START Supplied records
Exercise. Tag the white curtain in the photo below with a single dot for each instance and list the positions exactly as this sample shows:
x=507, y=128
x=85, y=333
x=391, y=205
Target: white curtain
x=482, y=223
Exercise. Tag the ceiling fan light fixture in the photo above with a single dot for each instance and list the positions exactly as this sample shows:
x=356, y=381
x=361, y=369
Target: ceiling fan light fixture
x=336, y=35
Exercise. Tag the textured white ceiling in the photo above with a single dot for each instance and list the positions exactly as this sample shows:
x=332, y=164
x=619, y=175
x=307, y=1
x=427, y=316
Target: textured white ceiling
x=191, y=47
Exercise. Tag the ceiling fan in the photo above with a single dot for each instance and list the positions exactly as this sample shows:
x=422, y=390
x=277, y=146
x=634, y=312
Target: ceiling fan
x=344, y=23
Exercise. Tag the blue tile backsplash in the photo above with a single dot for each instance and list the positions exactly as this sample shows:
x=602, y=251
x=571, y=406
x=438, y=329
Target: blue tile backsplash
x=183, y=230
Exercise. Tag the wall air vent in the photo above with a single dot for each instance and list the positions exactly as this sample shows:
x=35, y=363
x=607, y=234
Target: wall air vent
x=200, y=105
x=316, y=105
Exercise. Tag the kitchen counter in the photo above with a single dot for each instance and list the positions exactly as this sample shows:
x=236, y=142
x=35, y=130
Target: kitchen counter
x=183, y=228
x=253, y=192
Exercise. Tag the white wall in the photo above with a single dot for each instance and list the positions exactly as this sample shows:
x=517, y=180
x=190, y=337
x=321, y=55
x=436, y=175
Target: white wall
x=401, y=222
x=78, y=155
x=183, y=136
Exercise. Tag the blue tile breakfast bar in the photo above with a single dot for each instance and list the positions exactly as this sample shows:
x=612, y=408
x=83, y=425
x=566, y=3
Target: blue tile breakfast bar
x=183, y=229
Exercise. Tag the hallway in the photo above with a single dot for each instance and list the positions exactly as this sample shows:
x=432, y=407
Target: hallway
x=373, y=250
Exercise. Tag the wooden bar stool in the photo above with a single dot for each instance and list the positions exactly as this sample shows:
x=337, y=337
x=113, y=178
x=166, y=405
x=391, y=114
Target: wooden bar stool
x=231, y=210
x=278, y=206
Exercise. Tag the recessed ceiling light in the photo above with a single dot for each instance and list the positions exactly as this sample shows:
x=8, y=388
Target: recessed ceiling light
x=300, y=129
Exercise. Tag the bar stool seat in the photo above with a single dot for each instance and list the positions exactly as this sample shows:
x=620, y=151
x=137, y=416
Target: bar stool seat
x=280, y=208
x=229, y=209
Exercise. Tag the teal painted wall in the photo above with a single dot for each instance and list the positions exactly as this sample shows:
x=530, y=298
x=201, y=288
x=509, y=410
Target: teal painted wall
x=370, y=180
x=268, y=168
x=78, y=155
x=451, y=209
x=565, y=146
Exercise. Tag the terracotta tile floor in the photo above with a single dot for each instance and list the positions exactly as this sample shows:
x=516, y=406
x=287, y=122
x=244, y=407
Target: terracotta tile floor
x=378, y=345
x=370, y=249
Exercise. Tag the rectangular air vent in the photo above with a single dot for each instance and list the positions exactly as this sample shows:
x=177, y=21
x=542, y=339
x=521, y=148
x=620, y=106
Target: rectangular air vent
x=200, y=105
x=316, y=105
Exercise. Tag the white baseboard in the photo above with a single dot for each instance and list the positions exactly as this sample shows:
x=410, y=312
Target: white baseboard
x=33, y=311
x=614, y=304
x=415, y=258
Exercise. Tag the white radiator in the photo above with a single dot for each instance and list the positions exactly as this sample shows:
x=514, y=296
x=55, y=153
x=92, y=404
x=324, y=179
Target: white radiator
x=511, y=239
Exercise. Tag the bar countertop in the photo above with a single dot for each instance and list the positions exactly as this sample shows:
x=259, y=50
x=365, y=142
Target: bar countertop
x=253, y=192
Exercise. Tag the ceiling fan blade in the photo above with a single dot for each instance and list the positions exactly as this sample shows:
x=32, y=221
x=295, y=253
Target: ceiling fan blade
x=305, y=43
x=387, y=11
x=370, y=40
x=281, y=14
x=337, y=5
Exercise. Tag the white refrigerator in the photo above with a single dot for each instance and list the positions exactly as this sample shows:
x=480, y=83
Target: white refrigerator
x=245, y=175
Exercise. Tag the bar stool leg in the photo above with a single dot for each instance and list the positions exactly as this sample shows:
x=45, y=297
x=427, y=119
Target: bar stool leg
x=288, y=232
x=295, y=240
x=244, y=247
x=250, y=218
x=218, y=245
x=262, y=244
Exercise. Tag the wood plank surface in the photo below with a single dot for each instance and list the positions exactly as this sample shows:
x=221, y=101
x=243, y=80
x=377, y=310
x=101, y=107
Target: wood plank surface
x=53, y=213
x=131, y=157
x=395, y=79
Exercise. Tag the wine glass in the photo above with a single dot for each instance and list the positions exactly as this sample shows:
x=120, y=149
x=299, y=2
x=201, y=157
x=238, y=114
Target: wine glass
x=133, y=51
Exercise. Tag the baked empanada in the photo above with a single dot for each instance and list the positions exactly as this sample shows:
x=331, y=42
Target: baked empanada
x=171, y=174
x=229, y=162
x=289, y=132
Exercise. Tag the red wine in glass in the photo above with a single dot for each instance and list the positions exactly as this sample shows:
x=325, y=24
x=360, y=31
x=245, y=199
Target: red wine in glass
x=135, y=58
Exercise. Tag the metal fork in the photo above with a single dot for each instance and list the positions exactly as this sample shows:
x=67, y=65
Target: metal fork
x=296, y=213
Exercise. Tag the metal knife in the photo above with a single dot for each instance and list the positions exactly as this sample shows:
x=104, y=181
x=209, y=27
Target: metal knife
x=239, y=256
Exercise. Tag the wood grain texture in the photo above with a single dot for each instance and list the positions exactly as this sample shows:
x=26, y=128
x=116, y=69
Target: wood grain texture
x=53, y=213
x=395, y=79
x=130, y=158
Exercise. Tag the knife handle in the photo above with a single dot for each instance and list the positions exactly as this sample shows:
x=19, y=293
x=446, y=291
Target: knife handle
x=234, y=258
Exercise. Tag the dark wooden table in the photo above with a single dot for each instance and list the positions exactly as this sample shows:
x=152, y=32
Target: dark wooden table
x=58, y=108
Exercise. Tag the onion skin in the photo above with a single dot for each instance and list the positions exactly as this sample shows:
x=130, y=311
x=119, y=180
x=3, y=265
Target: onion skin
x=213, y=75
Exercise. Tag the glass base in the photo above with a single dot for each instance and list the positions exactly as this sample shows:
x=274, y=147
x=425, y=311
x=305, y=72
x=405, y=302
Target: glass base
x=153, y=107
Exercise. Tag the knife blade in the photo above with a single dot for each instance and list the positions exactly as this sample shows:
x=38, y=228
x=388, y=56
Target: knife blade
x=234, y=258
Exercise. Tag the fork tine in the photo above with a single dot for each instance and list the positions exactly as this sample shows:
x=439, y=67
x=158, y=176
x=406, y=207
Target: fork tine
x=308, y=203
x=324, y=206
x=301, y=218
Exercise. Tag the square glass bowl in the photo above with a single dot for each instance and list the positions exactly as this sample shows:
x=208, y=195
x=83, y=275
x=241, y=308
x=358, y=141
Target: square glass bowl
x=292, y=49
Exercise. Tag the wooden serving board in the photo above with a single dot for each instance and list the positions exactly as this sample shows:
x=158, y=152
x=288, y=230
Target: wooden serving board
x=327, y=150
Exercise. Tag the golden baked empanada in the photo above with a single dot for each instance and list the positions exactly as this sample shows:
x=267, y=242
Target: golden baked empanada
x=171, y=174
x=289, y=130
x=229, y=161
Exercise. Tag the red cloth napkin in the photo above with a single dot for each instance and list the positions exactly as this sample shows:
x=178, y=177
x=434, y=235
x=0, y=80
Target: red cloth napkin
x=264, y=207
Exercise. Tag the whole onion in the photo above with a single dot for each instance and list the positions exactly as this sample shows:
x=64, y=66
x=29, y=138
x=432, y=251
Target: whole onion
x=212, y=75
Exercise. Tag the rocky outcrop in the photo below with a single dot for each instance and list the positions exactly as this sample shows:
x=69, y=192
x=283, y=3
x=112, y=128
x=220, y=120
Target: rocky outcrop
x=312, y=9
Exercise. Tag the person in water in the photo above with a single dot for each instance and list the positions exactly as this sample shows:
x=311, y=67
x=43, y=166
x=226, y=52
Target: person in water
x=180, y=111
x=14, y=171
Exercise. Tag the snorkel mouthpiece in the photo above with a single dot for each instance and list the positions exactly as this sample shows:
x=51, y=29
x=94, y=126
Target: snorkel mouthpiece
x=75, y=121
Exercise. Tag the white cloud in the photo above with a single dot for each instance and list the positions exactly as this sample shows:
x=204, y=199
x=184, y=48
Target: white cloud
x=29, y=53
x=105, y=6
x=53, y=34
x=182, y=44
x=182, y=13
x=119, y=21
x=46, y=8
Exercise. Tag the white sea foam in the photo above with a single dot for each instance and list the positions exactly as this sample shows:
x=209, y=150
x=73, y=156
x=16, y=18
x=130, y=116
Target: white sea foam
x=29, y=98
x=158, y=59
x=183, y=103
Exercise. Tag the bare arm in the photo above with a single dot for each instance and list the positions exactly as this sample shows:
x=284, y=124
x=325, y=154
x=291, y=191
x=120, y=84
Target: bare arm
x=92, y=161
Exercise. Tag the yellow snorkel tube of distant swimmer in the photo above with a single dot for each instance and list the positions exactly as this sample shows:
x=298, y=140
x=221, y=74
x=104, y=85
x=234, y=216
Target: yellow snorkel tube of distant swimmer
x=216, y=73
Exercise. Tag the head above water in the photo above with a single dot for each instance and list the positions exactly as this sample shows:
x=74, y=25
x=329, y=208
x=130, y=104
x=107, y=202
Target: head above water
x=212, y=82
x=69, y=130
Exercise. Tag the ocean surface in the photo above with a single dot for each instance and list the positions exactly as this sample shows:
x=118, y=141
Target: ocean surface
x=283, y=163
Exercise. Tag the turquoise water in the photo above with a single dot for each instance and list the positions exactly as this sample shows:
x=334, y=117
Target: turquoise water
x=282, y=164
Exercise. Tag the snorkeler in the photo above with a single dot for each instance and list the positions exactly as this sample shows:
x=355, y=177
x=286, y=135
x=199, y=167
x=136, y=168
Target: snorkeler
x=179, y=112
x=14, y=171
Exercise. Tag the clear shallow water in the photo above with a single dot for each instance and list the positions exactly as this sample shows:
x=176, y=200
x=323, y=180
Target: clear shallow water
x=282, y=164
END Supplied records
- What is being asked: Please rewrite the records starting with the line that contains "Exercise. Tag the ceiling fan light" and going on through the line that contains "x=183, y=230", substituting "Mark" for every "Tag" and leaving all else unchanged. Give only those lines.

- The completed task:
Exercise. Mark the ceiling fan light fixture in the photo above with a single dot for each instance and list the positions exactly as this sample shows:
x=356, y=381
x=361, y=369
Target: ceiling fan light fixture
x=336, y=35
Exercise. Mark the textured white ceiling in the photo above with a single dot for each instance and list the positions exactly as this sample shows:
x=332, y=164
x=619, y=175
x=307, y=1
x=427, y=316
Target: textured white ceiling
x=191, y=47
Exercise. Mark the ceiling fan in the photo above with a single dot for each instance and list the positions exactly as this sample shows:
x=422, y=390
x=277, y=146
x=634, y=312
Target: ceiling fan
x=344, y=23
Exercise. Mark the blue tile backsplash in the photo above with a single dot for each instance and list the positions exactly as this sample shows:
x=602, y=251
x=571, y=406
x=438, y=329
Target: blue tile backsplash
x=183, y=230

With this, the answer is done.